Items from a dataset:
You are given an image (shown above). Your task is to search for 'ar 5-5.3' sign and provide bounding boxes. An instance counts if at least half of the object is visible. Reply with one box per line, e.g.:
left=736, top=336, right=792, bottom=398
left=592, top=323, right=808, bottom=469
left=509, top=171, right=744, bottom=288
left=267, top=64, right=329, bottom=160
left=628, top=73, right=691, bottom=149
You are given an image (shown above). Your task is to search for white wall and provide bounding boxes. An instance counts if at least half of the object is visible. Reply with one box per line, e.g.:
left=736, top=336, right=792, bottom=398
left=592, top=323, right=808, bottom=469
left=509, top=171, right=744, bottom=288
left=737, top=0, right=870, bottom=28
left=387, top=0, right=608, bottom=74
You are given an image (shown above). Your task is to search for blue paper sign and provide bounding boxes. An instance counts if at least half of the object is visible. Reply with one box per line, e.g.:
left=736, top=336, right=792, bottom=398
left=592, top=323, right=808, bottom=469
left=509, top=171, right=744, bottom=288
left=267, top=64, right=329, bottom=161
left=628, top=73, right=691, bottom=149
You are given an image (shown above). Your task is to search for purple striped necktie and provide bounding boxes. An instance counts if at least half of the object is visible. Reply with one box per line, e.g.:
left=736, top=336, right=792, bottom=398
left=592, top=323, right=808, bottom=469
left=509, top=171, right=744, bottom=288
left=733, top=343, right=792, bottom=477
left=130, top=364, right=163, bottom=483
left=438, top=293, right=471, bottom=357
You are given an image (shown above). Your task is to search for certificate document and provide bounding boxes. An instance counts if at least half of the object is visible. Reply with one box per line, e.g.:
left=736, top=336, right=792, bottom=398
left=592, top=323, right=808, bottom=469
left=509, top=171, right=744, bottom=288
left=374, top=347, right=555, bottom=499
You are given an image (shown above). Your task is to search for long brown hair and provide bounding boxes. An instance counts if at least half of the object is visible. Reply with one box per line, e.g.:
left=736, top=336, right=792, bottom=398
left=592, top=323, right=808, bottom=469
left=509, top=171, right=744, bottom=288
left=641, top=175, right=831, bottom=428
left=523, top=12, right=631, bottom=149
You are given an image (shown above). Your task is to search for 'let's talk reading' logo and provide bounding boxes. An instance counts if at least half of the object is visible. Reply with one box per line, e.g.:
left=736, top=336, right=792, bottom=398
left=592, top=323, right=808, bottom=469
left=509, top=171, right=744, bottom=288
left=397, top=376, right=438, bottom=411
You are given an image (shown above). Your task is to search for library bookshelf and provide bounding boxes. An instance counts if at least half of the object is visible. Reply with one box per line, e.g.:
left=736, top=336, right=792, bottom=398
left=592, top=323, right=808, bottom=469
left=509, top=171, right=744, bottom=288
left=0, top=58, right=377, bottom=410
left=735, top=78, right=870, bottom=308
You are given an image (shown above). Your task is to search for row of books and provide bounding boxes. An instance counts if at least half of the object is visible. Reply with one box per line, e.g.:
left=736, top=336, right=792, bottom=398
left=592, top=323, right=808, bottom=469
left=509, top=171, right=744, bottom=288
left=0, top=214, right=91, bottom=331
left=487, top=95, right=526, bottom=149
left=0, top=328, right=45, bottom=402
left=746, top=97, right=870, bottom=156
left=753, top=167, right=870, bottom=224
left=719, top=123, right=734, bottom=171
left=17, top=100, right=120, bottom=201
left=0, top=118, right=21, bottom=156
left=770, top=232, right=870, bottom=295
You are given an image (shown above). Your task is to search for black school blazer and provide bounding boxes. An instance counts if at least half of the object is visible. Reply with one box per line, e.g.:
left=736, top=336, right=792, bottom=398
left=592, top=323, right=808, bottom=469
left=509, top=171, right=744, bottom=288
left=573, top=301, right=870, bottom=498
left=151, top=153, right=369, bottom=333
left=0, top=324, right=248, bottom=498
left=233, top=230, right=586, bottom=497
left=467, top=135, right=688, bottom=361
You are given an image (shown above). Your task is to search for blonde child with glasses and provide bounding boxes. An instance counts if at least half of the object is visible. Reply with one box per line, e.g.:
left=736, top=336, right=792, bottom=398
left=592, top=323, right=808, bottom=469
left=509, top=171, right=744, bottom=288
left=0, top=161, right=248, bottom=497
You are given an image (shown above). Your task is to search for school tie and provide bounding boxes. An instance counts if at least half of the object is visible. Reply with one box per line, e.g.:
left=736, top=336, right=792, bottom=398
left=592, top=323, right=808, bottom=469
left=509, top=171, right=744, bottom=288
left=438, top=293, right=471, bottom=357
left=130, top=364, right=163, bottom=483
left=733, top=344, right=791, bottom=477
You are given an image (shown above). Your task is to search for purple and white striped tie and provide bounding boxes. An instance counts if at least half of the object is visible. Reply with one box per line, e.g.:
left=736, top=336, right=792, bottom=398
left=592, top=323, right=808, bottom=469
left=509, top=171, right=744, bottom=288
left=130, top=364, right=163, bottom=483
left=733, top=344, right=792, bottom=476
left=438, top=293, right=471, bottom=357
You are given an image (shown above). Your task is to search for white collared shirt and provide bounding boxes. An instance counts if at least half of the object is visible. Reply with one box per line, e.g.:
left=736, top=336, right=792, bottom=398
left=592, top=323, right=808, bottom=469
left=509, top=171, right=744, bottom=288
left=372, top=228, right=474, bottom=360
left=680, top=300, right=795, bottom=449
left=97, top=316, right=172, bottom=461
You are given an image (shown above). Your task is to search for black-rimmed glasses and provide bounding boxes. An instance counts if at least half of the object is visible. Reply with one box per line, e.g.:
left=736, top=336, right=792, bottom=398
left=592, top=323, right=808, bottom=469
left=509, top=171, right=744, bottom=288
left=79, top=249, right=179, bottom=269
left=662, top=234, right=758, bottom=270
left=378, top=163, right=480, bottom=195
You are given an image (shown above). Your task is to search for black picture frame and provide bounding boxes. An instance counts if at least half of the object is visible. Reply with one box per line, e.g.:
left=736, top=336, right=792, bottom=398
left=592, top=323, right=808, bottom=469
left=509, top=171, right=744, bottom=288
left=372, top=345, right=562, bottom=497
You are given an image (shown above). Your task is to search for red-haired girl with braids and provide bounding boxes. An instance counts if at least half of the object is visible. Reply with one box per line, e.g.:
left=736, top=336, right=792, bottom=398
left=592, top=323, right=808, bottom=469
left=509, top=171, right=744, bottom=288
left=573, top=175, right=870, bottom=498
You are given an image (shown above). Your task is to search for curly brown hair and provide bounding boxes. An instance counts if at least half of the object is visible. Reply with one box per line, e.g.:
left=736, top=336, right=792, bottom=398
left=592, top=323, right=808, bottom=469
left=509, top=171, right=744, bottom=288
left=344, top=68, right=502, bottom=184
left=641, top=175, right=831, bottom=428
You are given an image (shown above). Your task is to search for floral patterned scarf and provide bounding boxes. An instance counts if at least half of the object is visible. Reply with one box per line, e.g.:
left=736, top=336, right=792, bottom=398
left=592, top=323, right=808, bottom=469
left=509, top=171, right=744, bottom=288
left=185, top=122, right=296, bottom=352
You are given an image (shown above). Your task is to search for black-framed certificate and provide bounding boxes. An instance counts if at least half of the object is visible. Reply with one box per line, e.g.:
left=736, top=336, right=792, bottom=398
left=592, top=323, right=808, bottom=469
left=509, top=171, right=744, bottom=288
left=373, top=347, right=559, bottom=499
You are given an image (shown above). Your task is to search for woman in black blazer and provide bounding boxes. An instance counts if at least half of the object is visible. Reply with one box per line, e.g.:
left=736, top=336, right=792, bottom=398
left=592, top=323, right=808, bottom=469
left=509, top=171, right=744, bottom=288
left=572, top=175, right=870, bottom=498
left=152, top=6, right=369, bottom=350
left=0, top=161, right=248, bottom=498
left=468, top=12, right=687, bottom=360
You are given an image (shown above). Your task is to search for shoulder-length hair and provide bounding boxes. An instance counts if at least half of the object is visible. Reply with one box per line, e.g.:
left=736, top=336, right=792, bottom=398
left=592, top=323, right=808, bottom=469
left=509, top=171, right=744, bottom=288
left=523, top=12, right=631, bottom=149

**DESCRIPTION OF THE TASK**
Give the lines of the records as a numbered list, starting at the line containing "search for woman" and ending at the line containing "left=0, top=161, right=248, bottom=498", and omit any blank lines.

**IN RESPONSE**
1. You are given an image (shown above). Your task is to search for woman in black blazer and provide bounding boxes. An instance counts if at least half of the object is visible. Reply with one box per line, e.g.:
2. left=736, top=336, right=792, bottom=398
3. left=592, top=323, right=808, bottom=469
4. left=509, top=171, right=744, bottom=288
5. left=572, top=175, right=870, bottom=498
6. left=152, top=6, right=369, bottom=350
7. left=0, top=161, right=248, bottom=498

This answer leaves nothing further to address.